**Source data:**
▬▬▬▬▬▬

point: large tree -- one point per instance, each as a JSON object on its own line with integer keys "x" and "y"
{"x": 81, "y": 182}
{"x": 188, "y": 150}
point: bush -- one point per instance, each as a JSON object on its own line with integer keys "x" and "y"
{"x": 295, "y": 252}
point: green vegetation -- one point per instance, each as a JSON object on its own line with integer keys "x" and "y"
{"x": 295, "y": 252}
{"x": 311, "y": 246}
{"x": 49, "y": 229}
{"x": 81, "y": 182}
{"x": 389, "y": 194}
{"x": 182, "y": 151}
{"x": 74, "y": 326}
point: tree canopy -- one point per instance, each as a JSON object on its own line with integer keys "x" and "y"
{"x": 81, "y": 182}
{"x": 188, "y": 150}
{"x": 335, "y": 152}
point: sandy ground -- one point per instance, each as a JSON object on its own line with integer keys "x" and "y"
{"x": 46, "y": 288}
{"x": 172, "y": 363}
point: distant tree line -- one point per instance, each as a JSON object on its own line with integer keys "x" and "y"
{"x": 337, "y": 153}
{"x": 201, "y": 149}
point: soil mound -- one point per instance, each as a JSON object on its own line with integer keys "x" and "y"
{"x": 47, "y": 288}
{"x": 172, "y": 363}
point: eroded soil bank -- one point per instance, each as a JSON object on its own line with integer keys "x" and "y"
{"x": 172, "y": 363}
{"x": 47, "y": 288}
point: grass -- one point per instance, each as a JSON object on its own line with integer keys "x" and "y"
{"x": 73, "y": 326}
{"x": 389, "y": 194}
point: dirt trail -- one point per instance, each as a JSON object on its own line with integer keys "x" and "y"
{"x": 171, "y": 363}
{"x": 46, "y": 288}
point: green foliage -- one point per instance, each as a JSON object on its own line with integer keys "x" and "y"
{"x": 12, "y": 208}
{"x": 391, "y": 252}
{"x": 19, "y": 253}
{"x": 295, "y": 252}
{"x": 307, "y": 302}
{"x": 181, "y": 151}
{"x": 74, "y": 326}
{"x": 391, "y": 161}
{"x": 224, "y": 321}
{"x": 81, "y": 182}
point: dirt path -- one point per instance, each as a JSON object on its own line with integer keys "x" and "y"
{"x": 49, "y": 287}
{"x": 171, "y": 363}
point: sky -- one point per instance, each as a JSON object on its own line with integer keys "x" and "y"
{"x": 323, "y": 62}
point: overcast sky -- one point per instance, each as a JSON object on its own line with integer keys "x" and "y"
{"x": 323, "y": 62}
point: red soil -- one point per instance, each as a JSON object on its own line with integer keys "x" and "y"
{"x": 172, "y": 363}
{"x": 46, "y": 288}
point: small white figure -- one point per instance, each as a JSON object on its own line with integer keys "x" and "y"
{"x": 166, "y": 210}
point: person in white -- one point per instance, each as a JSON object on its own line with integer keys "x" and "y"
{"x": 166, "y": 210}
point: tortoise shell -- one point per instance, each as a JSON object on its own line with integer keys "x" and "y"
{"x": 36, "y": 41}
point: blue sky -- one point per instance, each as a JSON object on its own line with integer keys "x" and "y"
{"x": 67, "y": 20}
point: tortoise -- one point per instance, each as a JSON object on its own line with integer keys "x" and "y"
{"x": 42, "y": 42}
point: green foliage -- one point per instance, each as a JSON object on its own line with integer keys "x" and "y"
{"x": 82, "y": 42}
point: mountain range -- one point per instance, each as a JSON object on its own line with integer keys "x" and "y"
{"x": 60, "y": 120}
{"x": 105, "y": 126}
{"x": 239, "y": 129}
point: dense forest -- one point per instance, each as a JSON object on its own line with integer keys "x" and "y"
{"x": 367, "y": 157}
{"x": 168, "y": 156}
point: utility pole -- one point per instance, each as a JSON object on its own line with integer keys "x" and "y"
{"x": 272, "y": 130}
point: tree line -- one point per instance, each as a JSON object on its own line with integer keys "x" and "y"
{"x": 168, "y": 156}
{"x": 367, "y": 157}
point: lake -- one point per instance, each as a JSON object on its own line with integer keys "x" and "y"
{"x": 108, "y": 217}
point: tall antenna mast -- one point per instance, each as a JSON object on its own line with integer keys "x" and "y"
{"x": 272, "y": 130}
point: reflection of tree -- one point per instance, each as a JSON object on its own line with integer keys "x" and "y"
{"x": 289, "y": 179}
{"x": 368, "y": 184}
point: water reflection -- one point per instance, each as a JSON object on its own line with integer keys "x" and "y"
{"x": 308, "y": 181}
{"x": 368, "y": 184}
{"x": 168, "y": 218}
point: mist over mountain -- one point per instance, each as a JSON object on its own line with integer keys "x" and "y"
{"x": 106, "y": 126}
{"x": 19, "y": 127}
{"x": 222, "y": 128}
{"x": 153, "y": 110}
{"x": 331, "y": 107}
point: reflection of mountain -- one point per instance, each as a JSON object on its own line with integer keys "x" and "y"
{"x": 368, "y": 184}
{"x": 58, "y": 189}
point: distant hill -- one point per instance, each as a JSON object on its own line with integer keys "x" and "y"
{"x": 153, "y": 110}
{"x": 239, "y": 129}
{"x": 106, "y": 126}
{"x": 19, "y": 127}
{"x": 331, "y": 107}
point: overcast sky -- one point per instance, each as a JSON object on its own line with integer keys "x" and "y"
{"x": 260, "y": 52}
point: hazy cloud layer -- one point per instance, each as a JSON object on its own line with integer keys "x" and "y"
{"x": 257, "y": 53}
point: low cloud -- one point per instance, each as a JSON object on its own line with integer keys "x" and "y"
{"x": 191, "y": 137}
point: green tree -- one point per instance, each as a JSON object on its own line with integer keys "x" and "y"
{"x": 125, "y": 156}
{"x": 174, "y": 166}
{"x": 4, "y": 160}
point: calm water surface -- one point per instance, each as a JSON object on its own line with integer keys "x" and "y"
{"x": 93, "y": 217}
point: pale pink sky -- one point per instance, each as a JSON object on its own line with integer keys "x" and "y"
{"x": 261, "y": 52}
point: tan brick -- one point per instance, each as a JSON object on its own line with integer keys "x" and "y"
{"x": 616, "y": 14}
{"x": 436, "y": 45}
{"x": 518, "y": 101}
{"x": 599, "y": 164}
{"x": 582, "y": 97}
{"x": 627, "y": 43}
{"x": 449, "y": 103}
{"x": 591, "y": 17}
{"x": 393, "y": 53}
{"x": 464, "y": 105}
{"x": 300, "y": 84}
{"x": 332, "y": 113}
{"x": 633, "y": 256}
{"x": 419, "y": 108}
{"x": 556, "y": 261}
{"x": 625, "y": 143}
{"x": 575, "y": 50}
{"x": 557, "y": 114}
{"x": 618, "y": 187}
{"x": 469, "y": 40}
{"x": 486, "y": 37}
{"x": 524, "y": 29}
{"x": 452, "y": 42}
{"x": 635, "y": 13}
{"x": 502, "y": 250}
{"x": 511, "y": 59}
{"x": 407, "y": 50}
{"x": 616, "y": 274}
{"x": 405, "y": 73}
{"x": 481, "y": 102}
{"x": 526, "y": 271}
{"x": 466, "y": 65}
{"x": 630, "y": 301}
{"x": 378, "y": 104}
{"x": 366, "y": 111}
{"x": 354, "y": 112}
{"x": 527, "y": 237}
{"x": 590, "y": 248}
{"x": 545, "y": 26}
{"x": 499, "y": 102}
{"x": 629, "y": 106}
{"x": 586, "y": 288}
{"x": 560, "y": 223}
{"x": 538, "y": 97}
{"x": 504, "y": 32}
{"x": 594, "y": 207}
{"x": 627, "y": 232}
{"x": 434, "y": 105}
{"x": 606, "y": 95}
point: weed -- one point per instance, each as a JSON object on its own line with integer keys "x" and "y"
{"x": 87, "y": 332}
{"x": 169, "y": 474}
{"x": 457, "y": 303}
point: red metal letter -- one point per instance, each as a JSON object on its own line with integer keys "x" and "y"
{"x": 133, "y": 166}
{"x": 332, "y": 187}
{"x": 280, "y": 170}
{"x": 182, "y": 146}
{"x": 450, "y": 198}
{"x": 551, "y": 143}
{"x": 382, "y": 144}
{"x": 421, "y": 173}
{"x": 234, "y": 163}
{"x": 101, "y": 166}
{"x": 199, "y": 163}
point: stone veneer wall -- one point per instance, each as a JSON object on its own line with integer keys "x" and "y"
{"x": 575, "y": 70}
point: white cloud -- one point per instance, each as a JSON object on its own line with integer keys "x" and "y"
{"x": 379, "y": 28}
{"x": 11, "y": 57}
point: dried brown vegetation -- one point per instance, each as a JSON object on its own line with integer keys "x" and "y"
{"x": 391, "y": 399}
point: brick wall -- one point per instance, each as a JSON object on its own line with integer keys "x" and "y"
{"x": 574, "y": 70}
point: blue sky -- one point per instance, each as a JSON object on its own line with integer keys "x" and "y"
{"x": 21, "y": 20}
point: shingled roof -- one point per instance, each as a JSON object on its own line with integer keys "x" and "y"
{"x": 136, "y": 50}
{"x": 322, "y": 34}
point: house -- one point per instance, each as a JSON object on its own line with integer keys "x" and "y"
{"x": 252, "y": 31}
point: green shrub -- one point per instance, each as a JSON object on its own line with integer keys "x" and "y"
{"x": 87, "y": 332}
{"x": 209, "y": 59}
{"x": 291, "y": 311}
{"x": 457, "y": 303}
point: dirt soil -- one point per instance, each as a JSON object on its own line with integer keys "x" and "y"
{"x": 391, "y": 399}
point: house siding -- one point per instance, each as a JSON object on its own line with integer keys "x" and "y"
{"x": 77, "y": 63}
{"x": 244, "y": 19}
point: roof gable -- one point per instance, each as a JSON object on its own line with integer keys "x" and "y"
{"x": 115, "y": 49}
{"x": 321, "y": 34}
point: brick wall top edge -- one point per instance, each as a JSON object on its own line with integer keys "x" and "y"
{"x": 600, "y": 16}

▬▬▬▬▬▬

**What to do:**
Write out exactly the lines of the entries above that run from the line containing "point: dirt soil" through the last line, including both.

**Response to this task:**
point: dirt soil -- one point per instance, each as a JSON object on its own line with integer keys "x" and "y"
{"x": 391, "y": 399}
point: house siding -- one point per instance, each as a JSON object on its own line with integer keys "x" and "y"
{"x": 77, "y": 63}
{"x": 244, "y": 19}
point: roof gable -- one point per instance, each as a JSON object on its own line with integer keys "x" and "y"
{"x": 115, "y": 49}
{"x": 321, "y": 34}
point: brick wall top edge -- one point per instance, each as a JSON object on its own line with integer keys "x" and "y"
{"x": 600, "y": 16}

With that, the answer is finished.